Document passage Block Start
Fig. 3: Growth of pDCAFA, pDCAFB, pDCAFC, and ∆guaB E. coli as a negative control on minimal media plates supplemented with different methylxanthines. pDCAFB and pDCAFC grow on 3-methylxanthine and 7-methylxanthine, respectively. pDCAFA does not grow on 1-methylxanthine.
After cloning each plasmid into ∆guaB E. coli, a preliminary assay was done to ensure that they were functioning correctly and the plasmids were sequence confirmed. While the majority of the plasmids worked as expected, the pDCAFA strain did not grow even when supplemented with 1-methylxanthine (Figure 3). Further research indicated that the NdmA protein is not specific to 1-methylxanthine (preferred substrates being caffeine, theophylline, or paraxanthine), meaning that none of the strains would be able to grow to any significant degree on 1-methylxanthine.[2] As such, the contribution of 1-methylxanthine to the growth of any of the strains is considered negligible and ignored.

Detection of Caffeine and Related Molecules

This set of plasmids can be used to measure the concentration of methylxanthines in solutions, even caffeinated beverages like coffee or tea that have a mixture of methylxanthines. In order to do so, we first had to create standard growth curves of the strains of ∆guaB E. coli containing the different plasmids. We grew each strain in triplicate in minimal media cultures containing different concentrations of the methylxanthine they degrade. These cultures were grown overnight and measured for OD600 the next day. The results were graphed against the concentration of methylxanthine in the media, and a fit was made for the cultures over the linear range for the xanthine added, with the cutoff being around 100 µM (Figure 4). Once this growth curve is established, the strain can be grown in media containing methylxanthines alone or in a mixture in known or unknown concentrations.
Document passage Block End
Data Block Start
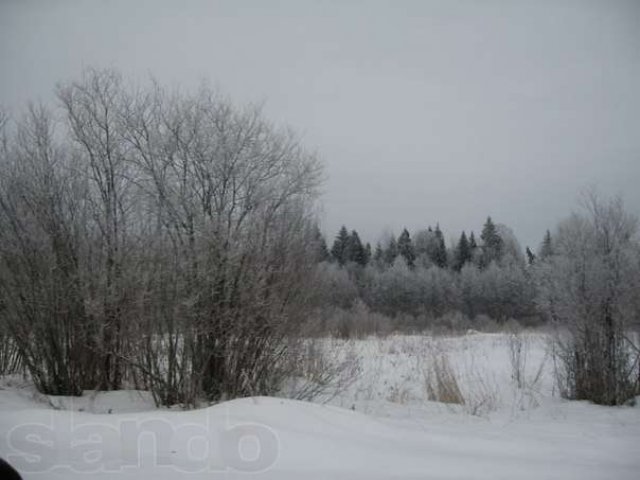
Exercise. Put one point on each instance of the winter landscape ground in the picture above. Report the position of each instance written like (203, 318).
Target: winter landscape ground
(377, 419)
Data Block End
Work to complete:
1. In the text on caffeine-detecting E. coli, why is 1-methylxanthine's contribution to the strains' growth treated as negligible?
2. According to the text on caffeine-detecting E. coli, about what concentration marked the cutoff of the linear range used for the growth curve fit?

Solutions per task:
1. The NdmA protein is not specific to 1-methylxanthine. Its preferred substrates are caffeine, theophylline, and paraxanthine, so none of the strains could grow to any significant degree on 1-methylxanthine.

2. Around 100 µM.